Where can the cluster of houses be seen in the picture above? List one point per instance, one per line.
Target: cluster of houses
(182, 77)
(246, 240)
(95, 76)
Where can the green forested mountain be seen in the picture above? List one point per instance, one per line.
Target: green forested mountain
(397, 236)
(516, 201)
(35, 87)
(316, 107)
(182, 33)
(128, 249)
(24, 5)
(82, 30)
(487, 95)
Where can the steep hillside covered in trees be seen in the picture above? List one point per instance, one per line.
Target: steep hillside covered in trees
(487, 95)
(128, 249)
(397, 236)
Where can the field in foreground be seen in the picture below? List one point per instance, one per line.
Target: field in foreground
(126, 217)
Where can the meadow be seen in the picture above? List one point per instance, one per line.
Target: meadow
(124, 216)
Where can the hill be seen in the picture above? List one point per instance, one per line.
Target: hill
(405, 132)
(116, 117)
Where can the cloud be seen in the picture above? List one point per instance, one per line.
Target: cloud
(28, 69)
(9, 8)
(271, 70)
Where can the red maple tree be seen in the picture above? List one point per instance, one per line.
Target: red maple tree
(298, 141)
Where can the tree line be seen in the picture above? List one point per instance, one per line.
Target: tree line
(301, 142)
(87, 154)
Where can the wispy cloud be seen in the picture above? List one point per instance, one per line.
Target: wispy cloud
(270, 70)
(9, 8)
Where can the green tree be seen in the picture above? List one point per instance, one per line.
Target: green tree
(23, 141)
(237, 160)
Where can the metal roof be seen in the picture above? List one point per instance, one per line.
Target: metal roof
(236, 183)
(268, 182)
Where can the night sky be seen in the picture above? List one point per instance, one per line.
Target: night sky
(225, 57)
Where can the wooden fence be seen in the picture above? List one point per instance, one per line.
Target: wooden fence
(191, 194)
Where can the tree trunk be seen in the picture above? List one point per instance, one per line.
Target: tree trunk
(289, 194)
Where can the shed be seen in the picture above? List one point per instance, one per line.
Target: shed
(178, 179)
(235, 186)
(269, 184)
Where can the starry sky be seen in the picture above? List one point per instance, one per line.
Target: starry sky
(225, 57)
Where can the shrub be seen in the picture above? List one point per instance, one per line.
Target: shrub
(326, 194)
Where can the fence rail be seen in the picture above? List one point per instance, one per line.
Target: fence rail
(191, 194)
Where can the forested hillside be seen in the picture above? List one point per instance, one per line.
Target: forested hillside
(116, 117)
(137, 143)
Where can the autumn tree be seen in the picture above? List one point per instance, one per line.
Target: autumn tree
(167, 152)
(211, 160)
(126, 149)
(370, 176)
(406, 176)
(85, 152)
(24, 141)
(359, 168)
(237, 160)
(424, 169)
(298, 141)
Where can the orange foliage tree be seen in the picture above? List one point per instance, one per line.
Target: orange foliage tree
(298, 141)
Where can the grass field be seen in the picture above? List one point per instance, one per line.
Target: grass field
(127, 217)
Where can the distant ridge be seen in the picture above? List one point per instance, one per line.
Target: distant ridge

---

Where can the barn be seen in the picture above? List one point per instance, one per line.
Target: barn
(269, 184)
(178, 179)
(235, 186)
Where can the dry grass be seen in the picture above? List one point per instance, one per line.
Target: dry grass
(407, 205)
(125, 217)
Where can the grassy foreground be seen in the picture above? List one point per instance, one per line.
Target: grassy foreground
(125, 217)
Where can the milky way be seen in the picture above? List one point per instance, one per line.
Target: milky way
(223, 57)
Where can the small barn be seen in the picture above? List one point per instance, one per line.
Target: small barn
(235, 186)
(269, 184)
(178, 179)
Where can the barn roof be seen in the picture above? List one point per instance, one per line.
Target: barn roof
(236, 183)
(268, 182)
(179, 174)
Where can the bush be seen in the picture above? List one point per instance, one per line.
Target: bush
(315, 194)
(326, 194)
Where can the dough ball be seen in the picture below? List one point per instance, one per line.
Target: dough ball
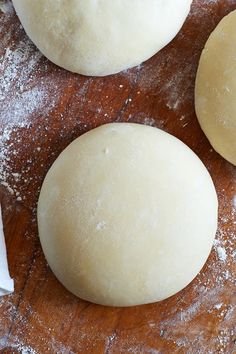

What the task requires:
Send back exactly the lines of the listing above starting at the one with "Where can the orange" and ending at the one with "Target: distant ridge", inclusive, and no others.

Result:
Where can the orange foliage tree be seen in the picture above? List one point per instance, one per line.
Target: orange foliage tree
(298, 141)
Where can the grass field be seen in the picture above? List one point per instance, one per line.
Target: grass field
(127, 217)
Where can the distant ridge be seen in the picture above? List one point per instance, one per line.
Target: distant ridge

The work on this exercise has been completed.